**Stated task:** Echo every line of the material below verbatim, and omit the pictures from your answer.

Saved entries:
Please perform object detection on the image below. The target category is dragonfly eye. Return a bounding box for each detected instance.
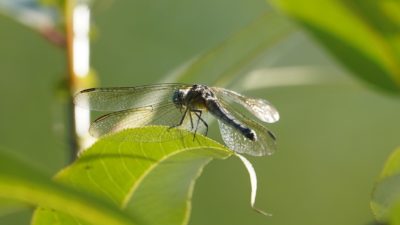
[172,90,184,107]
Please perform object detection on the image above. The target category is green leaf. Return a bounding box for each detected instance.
[0,151,138,225]
[270,0,400,93]
[370,148,400,224]
[33,126,232,225]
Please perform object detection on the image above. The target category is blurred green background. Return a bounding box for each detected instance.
[0,0,400,225]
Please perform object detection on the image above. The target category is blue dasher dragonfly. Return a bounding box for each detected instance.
[74,84,279,156]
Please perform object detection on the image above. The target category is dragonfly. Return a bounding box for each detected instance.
[74,83,279,156]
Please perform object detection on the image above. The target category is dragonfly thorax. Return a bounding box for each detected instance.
[172,84,215,110]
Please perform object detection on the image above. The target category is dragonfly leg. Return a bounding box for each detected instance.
[192,110,208,136]
[168,108,188,130]
[189,111,194,130]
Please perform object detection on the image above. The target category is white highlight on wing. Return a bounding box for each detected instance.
[212,87,279,123]
[235,153,272,216]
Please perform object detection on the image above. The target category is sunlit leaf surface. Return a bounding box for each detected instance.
[270,0,400,93]
[371,149,400,222]
[33,127,232,225]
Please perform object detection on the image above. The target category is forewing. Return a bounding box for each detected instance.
[211,87,279,123]
[218,101,276,156]
[89,103,208,137]
[74,84,190,111]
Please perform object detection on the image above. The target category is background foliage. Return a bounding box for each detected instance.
[0,0,400,225]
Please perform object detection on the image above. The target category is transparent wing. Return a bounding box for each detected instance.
[74,84,191,111]
[218,100,276,156]
[211,87,279,123]
[89,102,205,137]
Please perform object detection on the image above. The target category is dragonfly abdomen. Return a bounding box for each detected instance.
[206,99,257,141]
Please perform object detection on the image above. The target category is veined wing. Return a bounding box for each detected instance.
[218,97,276,156]
[74,84,191,111]
[89,102,208,137]
[211,87,279,123]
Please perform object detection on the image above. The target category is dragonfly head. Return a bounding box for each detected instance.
[172,89,187,108]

**Correct response:**
Please perform object detection on the image below. The target category is dragonfly eye. Return a bounding box for each detected instance.
[172,90,184,107]
Please perform object detection on the image above. The target category is green leaf. Return a bounding box for each detected instance.
[0,151,138,225]
[270,0,400,93]
[370,148,400,224]
[33,126,232,225]
Please perform object detection on the image above. The target category is blurred green background. Return a bounding box for each detected instance.
[0,0,400,225]
Please perform object detection on the image above. The target category is blue dasher dragonfly. Return a bounding box for each detected instance.
[74,84,279,156]
Please perform object detection on the image above. The target category is dragonfly. Return a bounding box for each detected instance.
[74,83,279,156]
Please perform object detection on the image above. The target category is dragonfly thorax. Return a bounding box for each detected instance.
[172,84,215,110]
Please perform object detection on the image above. The target category is dragonfly leg. Return a bounding box for each detected instance.
[192,110,208,136]
[168,108,188,130]
[189,111,194,130]
Please perform object detection on the image above. The target category is white highlight on wing. Return a bounding box for each detected instance.
[212,87,279,123]
[235,153,272,216]
Please perform object detection on the image above. The target category is sunlit leaf surface. Return a bounding box for each detected instance.
[270,0,400,93]
[371,149,400,222]
[33,127,232,225]
Please perform object detection on the image above. The target category is forewing. Return a bounding box for each detected instance.
[211,87,279,123]
[218,101,276,156]
[89,103,208,137]
[74,84,190,111]
Please perform object detection on the image above. The target category is background foliage. Return a bounding box for each detected instance.
[0,0,400,225]
Please perform object detection on the image above. The target category is transparent wing. Return a bounding box for each detected instance.
[74,84,191,111]
[218,100,276,156]
[211,87,279,123]
[89,102,205,137]
Please perform object detection on the image above. The target category is dragonfly abdomen. Return a bounding box for each detected instance.
[206,99,257,141]
Please perform object detection on the image above. The target category is veined wing. Return a bounding box for each detected instance.
[218,97,276,156]
[74,84,191,111]
[89,102,208,137]
[211,87,279,123]
Please perform object detection on the image above. The target category is dragonfly head. Return a bounding box for each detected instance.
[172,89,187,108]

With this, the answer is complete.